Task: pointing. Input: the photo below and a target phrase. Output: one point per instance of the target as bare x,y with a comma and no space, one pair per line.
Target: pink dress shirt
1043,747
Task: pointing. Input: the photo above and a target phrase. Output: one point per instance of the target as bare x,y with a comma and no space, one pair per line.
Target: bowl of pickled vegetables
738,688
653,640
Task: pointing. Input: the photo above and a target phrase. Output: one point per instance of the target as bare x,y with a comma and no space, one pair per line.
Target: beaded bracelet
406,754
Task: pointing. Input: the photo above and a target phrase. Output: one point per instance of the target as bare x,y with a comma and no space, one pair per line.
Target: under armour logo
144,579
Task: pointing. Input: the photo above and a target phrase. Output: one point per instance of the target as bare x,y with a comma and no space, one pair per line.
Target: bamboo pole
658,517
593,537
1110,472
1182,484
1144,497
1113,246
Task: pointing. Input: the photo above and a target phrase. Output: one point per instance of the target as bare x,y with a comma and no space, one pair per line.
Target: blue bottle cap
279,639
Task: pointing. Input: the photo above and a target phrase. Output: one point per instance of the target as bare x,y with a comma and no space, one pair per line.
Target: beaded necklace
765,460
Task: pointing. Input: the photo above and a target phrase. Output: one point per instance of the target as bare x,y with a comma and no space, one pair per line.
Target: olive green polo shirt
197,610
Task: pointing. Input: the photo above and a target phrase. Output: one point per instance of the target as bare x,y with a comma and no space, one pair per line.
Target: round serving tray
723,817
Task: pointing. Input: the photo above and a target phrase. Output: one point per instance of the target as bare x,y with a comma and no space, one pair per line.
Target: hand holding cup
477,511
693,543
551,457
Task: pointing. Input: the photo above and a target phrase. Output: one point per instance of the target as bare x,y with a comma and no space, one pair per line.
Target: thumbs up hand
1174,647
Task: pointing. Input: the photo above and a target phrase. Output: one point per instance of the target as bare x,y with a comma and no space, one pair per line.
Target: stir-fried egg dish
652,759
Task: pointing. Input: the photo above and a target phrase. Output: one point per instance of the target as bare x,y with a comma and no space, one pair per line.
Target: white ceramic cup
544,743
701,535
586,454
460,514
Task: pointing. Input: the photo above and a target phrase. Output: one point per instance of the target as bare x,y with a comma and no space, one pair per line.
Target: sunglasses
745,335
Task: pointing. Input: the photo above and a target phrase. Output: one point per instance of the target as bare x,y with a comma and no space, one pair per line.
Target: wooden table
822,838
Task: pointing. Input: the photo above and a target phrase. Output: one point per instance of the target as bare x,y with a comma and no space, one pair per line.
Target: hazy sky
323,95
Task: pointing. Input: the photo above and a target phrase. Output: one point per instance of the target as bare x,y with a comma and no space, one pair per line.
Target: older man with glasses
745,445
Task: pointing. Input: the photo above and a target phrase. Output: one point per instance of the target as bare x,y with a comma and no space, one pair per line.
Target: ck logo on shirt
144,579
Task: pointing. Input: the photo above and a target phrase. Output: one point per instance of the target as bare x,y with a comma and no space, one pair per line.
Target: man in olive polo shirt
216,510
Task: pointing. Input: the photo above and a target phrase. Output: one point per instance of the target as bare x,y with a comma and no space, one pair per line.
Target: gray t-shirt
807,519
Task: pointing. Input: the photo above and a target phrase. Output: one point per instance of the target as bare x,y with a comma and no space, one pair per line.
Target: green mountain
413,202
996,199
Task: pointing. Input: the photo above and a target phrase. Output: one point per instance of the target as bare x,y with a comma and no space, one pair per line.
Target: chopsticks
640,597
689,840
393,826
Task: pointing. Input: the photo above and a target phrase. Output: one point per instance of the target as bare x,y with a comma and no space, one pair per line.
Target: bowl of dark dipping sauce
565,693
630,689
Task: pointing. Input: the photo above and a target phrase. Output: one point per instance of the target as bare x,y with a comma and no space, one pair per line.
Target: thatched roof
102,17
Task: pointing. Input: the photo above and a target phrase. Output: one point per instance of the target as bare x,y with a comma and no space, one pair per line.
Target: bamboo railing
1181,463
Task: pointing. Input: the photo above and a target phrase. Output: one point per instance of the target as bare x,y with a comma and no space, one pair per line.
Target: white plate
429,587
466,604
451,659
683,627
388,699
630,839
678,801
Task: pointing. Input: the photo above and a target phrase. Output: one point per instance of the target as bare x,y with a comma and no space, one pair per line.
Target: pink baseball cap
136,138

| Problem statement |
Nothing in the data may differ; print all of it exactly as written.

| Output of the task |
Task: pointing. Input: the photo below and a target phrase. Output: one point per instance of the target as bare x,y with a comma and no space, one pair per line.
Target: pink dress shirt
1043,747
Task: pointing. Input: the photo above and a target phrase. Output: one point per instance of the target as bare x,y with a comma and no space, one pair per line.
Target: bowl of pickled vegetables
738,688
653,640
Task: pointing. Input: the photo above and a target phrase. Output: one point per instance of the target as bare x,y with a comma and no space, one pair per line.
Target: beaded bracelet
406,754
Task: pointing. Input: the photo above and a target phrase. Output: one point per instance of the target as bare x,y with a comma and no space, one pair per line.
Target: under armour logo
144,579
Task: pointing. Input: the photo above and a target phrase. Output: one point per instance of the target as bare x,y with a comma and no space, one pair per line.
Target: bamboo pole
658,517
593,537
1110,472
1182,484
1144,497
1113,246
Task: pointing. Input: the photo above and a target phrase. Output: one point per instance of the target as bare x,y with a comma and no space, one pair per line.
Target: blue bottle cap
279,639
Task: pointing. Input: the photo above and a target phrase. Output: one point per instance of the target as bare x,y with a comma and no space, one pair per line.
Target: beaded necklace
765,460
Task: pointing. Input: the photo above and a target phrase. Output: one point per instance of the target as bare x,y with a comma and no space, one pair per line.
Target: olive green polo shirt
197,610
Task: pointing. Input: the photo above and a target phrase. Output: one point per instance of the target as bare x,y with a comma and no space, one pair per line.
Target: round serving tray
723,817
Task: pointing. Input: the photo above and a target phrase. Output: one point per instance of the target as bare x,y with a comma and no space, one pair per line.
Target: hand holding cup
477,511
693,543
551,457
Task: pointing. Input: the photo above and a target phrase. Output: one point per instance of the target as bare x,y with a comma and no space, one pair per line.
Target: thumbs up hand
1174,647
Task: pointing. Input: the photo above and a target phrase. Output: one point per instance of the target as bare x,y with a comma and no space, one pair per line.
Target: stir-fried egg dish
652,759
Task: pointing. Input: the photo above and a target phrase. Output: one point per instance of the target as bare x,y with a comma and no space, one pair per line.
Target: white ceramic cup
544,743
701,535
586,454
460,514
Task: pointing. Input: the photo above and a target phrase. Output: one point per instance of the target as bare x,y with a comma and no space, one pair per line.
Target: sunglasses
745,335
Task: pointing. Input: the photo above and a target phrase. Output: one point per instance of the target as bare x,y with a comma and no space, one pair per line.
Target: wooden table
822,838
Task: pointing. Input: the photo above and a target phrase. Output: one point per instance of the target as bare x,y with a comma and no space, one pair per line.
Target: hazy sky
323,95
Task: pointing. Input: the photo above and a target phrase. Output: one point per instance of the target as bare x,y with a comma and no space, one pair per line.
Target: older man with glasses
745,445
Task: pointing. Input: the photo above and a target phrase. Output: one point per instance of the target as bare x,y with a comma and no space, one pair per line.
Target: ck logo on shirt
144,579
Task: pointing. Input: the photo above and a target phrase. Output: one point per instance of the target as bare x,y with a comma and no space, one pair per line.
Target: man in olive polo shirt
216,510
Task: pointing. Input: the photo above and a target phrase. Output: one point per instance of the target as bare x,y with a comma and no space, one pair per line.
Target: gray t-shirt
807,519
Task: pointing. Input: the photo above and a target phrase. Output: one point per instance of the target as bare x,y with a comma and no space, one pair per line.
Target: green mountain
413,202
996,199
Task: pointing. Input: the photo above and a target phrase. Output: one point per instance of the target as bare x,y with a comma and no space, one pair per line.
Target: chopsticks
640,597
689,840
393,826
Task: pointing. Input: the photo above and a target phrase. Output: one point per instance of the target as bare x,y with a comma and no space, one pair per line.
Target: bowl of dark dipping sauce
565,693
630,689
Task: pointing. Input: the photo above and a target phrase. Output: one point per instance of the target as bare x,y with a comma and no space, one pair per line.
Target: thatched roof
102,17
Task: pointing. Input: the photo above and a target phrase. Output: one point per instance of the target as bare x,y with a comma and no space, one pair per line.
Target: bamboo railing
1181,463
Task: pointing. Input: the photo above and a target phrase. Output: one point per instance of the target as bare x,y with a comma and no space, one pair per line.
Target: white plate
429,587
466,604
451,659
683,627
388,699
630,839
678,801
Task: pointing. Input: the photo above and a target phrase. Output: one point per instance of the target as bare x,y with a comma and no space, one pair per line.
Target: pink baseball cap
136,138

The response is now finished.